* **Aim of the task**
Find how many lines of the following entries contain "tree". Reply with the number alone.

* **Source records**
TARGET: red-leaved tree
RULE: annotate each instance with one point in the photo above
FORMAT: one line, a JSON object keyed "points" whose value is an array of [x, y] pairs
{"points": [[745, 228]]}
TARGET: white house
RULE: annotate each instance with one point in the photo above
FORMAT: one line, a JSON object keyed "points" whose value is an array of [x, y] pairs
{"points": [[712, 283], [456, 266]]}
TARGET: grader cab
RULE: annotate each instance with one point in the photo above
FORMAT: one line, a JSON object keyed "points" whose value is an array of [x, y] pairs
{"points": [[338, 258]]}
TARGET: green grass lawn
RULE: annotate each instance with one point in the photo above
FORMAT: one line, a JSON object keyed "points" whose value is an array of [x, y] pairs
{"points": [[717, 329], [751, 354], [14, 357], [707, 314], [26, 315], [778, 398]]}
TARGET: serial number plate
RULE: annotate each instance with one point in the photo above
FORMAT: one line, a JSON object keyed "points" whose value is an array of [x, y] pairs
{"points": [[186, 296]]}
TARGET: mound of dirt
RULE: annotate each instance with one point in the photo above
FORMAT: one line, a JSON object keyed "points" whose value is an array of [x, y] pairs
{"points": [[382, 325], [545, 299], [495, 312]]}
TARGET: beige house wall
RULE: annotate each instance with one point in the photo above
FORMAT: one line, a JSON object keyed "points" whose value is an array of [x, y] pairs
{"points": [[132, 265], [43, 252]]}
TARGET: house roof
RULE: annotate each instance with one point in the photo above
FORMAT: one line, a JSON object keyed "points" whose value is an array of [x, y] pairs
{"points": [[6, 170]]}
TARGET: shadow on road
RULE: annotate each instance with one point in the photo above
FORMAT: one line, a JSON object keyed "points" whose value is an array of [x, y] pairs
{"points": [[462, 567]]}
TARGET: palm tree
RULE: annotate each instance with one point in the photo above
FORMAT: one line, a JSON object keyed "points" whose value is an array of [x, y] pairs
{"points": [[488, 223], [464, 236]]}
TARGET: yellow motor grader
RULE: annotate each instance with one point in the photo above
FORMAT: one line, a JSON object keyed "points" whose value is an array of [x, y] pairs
...
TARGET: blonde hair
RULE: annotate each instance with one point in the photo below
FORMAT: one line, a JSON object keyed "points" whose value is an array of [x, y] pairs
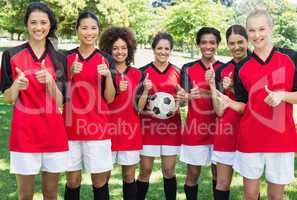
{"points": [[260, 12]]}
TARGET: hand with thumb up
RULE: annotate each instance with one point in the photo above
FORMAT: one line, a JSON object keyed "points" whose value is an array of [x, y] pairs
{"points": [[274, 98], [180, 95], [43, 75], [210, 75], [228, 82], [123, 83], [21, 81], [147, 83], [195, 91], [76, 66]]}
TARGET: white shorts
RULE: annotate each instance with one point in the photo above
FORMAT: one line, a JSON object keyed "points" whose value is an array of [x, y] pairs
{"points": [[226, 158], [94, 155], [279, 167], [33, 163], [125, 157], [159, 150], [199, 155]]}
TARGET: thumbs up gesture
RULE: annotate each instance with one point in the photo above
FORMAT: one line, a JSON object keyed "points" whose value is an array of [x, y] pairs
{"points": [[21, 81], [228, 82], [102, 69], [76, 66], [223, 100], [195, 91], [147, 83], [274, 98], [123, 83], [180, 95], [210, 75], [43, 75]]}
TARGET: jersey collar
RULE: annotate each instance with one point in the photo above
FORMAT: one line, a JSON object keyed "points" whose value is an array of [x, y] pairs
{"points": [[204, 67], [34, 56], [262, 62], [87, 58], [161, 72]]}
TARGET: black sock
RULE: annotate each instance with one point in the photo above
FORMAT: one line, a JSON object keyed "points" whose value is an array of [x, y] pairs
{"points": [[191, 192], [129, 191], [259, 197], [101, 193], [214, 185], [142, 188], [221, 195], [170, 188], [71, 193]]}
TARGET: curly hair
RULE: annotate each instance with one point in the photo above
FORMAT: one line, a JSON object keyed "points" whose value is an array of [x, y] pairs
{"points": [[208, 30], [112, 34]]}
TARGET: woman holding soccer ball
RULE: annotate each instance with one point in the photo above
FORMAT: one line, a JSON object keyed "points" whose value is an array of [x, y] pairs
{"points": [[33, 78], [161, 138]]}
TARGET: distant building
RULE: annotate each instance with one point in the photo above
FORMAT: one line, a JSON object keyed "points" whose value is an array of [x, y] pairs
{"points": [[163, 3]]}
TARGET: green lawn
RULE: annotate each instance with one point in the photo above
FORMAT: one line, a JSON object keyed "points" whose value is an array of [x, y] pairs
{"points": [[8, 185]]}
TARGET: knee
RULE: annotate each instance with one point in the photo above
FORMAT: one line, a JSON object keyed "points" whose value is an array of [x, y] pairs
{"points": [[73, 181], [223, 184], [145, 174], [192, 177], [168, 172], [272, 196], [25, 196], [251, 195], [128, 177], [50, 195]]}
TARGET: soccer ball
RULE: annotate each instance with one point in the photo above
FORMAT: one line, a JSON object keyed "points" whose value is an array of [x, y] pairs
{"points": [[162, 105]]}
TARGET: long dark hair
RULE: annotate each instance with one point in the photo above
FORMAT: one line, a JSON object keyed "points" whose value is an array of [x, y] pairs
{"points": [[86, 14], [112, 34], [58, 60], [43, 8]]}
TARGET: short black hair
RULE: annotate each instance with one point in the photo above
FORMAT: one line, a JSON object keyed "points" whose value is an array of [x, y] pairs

* **Finished task**
2